Information given:
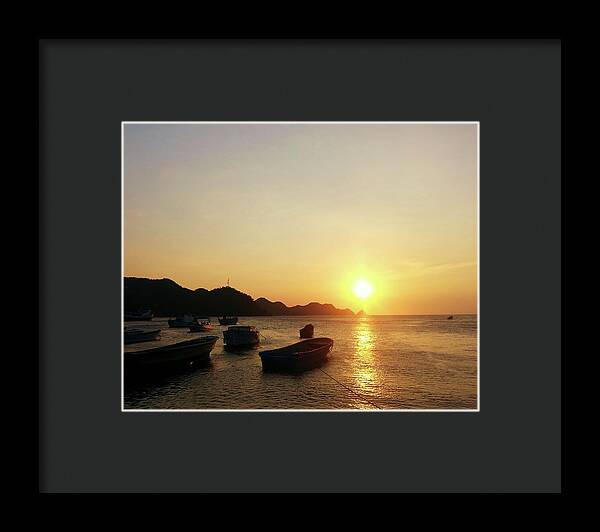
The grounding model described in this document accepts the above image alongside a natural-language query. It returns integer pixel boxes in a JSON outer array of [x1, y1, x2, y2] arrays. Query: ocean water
[[124, 315, 477, 410]]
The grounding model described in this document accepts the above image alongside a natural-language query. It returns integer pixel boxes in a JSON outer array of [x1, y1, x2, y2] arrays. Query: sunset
[[122, 122, 479, 411]]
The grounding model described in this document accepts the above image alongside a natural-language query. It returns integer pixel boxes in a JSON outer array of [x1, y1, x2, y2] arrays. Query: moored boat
[[123, 310, 154, 321], [259, 338, 333, 373], [190, 319, 212, 332], [300, 323, 315, 338], [123, 336, 219, 371], [169, 314, 198, 327], [223, 325, 260, 348], [123, 327, 160, 345]]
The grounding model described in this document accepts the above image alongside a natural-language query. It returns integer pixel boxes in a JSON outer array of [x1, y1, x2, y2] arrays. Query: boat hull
[[124, 336, 218, 372], [223, 330, 260, 349], [259, 338, 333, 373], [188, 325, 212, 332], [123, 311, 154, 321]]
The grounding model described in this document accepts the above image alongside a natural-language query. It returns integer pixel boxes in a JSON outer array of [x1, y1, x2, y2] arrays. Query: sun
[[354, 279, 373, 299]]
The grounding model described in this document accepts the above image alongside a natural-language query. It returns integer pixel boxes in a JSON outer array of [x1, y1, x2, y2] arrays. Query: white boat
[[223, 325, 260, 348], [169, 314, 198, 328]]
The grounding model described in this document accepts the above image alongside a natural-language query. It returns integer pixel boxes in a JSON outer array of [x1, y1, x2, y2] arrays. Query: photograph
[[122, 121, 481, 413]]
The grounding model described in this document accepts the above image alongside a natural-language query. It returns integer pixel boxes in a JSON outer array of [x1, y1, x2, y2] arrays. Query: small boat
[[169, 314, 198, 327], [223, 325, 260, 348], [259, 338, 333, 373], [190, 319, 212, 332], [124, 336, 219, 372], [300, 323, 315, 338], [123, 310, 154, 321], [123, 327, 160, 345]]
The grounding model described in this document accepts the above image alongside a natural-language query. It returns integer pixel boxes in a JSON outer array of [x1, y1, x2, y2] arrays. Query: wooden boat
[[123, 327, 160, 345], [259, 338, 333, 373], [219, 316, 237, 325], [169, 314, 198, 328], [223, 325, 260, 348], [124, 336, 219, 372], [300, 323, 315, 338], [123, 310, 154, 321]]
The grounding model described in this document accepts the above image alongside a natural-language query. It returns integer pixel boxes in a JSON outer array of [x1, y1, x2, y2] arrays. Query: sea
[[123, 314, 478, 410]]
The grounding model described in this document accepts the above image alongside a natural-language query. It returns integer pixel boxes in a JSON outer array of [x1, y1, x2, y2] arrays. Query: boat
[[189, 317, 212, 332], [123, 310, 154, 321], [123, 336, 219, 372], [300, 323, 315, 338], [169, 314, 198, 327], [259, 338, 333, 373], [123, 327, 160, 345], [223, 325, 260, 348]]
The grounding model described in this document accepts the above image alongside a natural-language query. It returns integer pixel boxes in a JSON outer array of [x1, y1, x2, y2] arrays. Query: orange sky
[[124, 124, 477, 314]]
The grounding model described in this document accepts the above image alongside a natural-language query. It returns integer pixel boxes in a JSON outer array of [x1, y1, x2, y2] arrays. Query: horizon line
[[123, 275, 479, 318]]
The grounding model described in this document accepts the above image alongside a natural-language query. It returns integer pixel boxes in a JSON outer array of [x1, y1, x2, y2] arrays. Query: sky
[[123, 123, 477, 314]]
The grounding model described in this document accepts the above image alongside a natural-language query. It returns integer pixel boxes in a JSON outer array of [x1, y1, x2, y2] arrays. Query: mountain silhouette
[[124, 277, 354, 316]]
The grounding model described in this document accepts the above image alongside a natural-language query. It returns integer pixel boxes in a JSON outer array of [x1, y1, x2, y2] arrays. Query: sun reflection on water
[[353, 318, 379, 393]]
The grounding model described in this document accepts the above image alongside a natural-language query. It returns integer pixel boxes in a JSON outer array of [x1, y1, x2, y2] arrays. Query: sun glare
[[354, 279, 373, 299]]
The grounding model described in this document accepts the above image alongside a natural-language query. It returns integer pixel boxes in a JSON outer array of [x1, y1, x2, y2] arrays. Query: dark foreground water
[[124, 315, 477, 409]]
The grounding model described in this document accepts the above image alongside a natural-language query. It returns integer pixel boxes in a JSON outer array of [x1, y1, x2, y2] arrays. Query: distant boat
[[123, 327, 160, 345], [223, 325, 260, 348], [259, 338, 333, 373], [300, 323, 315, 338], [123, 310, 154, 321], [124, 336, 219, 371], [169, 314, 198, 327], [190, 318, 212, 332]]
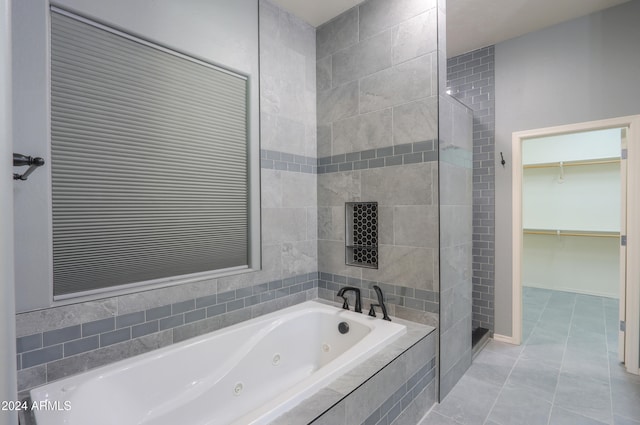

What to do: Place every line of all the entries above into a Markdown table with two columns, Row for the row number and Line for the line itself, and skip blank lines. Leave the pictures out.

The solution:
| Row | Line |
|---|---|
| 1 | The grounding model described in this document accepts the above image alongside a natural-language query. It returns integer pixel boxes in a JSON outer array of [x1, y1, x2, y2] arrays. Query: ocean water |
| 2 | [[124, 315, 477, 410]] |
| 3 | The grounding model described in this document accepts the above image alongside a natural-language query. It returns integer pixel boxes in a JSON outer array of [x1, y1, x2, y2] arrays. Query: sunset |
| 4 | [[122, 122, 479, 411]] |
| 5 | The grounding model described in this document accepts the above image alongside a natural-language query. It returns integer pixel boxes in a JSON outer array of [x1, y1, x2, y2] arrays. Query: moored boat |
| 6 | [[123, 310, 154, 321], [259, 338, 333, 373], [190, 319, 212, 332], [300, 323, 315, 338], [123, 336, 219, 371], [169, 314, 198, 327], [223, 325, 260, 348], [123, 327, 160, 345]] |
| 7 | The grounding model described in this document accepts the above image alongside a natural-language query. It returns integer pixel boxes in a JSON outer array of [x1, y1, x2, y2] arrays. Query: boat hull |
| 8 | [[124, 336, 218, 372], [223, 330, 260, 349], [259, 338, 333, 373], [188, 325, 212, 332], [123, 311, 154, 321]] |
| 9 | The grounding model described in this document accepts the above image alongside a natural-language query. It returns integer pixel boxes in a JSON outer array of [x1, y1, x2, y2] arrays. Query: sun |
| 10 | [[354, 279, 373, 299]] |
| 11 | The grounding model described in this document accepts the above image alongside a natural-language query. It returns integer pixel boxes in a JSON outer array of [x1, y1, x2, y2] arrays. Query: white boat |
| 12 | [[223, 325, 260, 348], [169, 314, 198, 328]] |
| 13 | The grounding model described in this document accepts the above image alongside a natural-language query. It returns integer pixel boxes in a JSON outer array of [x1, y1, x2, y2] arrays. Query: photograph |
| 14 | [[122, 121, 481, 413]] |
| 15 | The grounding model described in this document accepts the above image alongside a natural-language query. It returns integer pixel boxes in a JSON outer array of [x1, y1, x2, y2] arrays. Query: small boat |
| 16 | [[169, 314, 198, 327], [223, 325, 260, 348], [259, 338, 333, 373], [190, 319, 212, 332], [124, 336, 219, 372], [300, 323, 315, 338], [123, 310, 154, 321], [123, 327, 160, 345]] |
| 17 | The grounding model described in this document accepts the above image alongside a natural-language query. It returns integer pixel boxes in a JSON outer array of [x1, y1, x2, y2] arrays. Query: wooden boat |
| 18 | [[123, 327, 160, 345], [259, 338, 333, 373], [219, 316, 237, 325], [169, 314, 198, 328], [223, 325, 260, 348], [124, 336, 219, 372], [300, 323, 315, 338], [123, 310, 154, 321]] |
| 19 | The grounding model described in this document accepts the above image alongside a natural-language query. It returns integer pixel boxes in a JSON outer array of [x1, y1, x2, y2] arrays. Query: sea |
| 20 | [[123, 314, 478, 410]] |
| 21 | The grounding model described in this document accepts the above image alongside a natural-language query. It returns integer pixel boxes in a JSON outer array of [x1, y1, x2, y2] arrays. Query: boat |
| 22 | [[189, 317, 212, 332], [123, 310, 154, 321], [123, 336, 219, 372], [300, 323, 315, 338], [169, 314, 198, 327], [259, 338, 333, 373], [123, 327, 160, 345], [223, 325, 260, 348]] |
| 23 | The grounding model described in this document accepts the above image alongside a natural-language query. It returns integer pixel boxes in a JSON outer array of [x1, y1, x2, y2] arrays. Query: orange sky |
| 24 | [[124, 124, 477, 314]] |
| 25 | The grounding model described in this document accepts the above image alongside a natural-language query. It returns integer pixel boxes in a JSON outer array of [x1, y1, x2, y2] arrays. Query: horizon line |
| 26 | [[123, 275, 479, 318]] |
| 27 | The grounding model described in this document accepts the above image alongside a natural-language query. It returns integer pixel boxes in a JSON outer array of [x1, y1, x2, y2] arrays. Query: sky |
| 28 | [[123, 123, 477, 314]] |
| 29 | The grounding model described in this document accepts the above image alongside a natural-language query. It returns integer pixel boxes in a JSON outer array of [x1, y1, x2, y2] arrays. Query: mountain silhouette |
| 30 | [[124, 277, 354, 316]] |
| 31 | The grounding model described in this document accepts the above image alongside a natural-language query. It returns integer pixel boxes in a JSON outer array of [x1, y1, x2, y2] arrays. Query: sun reflection on water |
| 32 | [[353, 318, 379, 393]] |
| 33 | The grounding model described in this document accepts the above image alongside a natural-language query. It returns integer pixel boxes in a JSON outer array of [x1, y1, x2, y2] arrays. Query: sun glare |
| 34 | [[354, 279, 373, 299]] |
| 35 | The grounding model described in this document accepts the above image alongside a natural-language query. It returns integer pixel boxes in a JSON outer array of [x1, y1, x2, y2] arrays. Query: dark foreground water |
| 36 | [[124, 315, 477, 409]] |
| 37 | The grounding model described in this document accepts the above image alongside a natural-language query. It returns integer pixel boxes in a JSON outer array of [x1, y1, x2, y2] arrays. Query: distant boat |
| 38 | [[123, 327, 160, 345], [223, 325, 260, 348], [259, 338, 333, 373], [300, 323, 315, 338], [123, 310, 154, 321], [124, 336, 219, 371], [169, 314, 198, 327], [190, 318, 212, 332]] |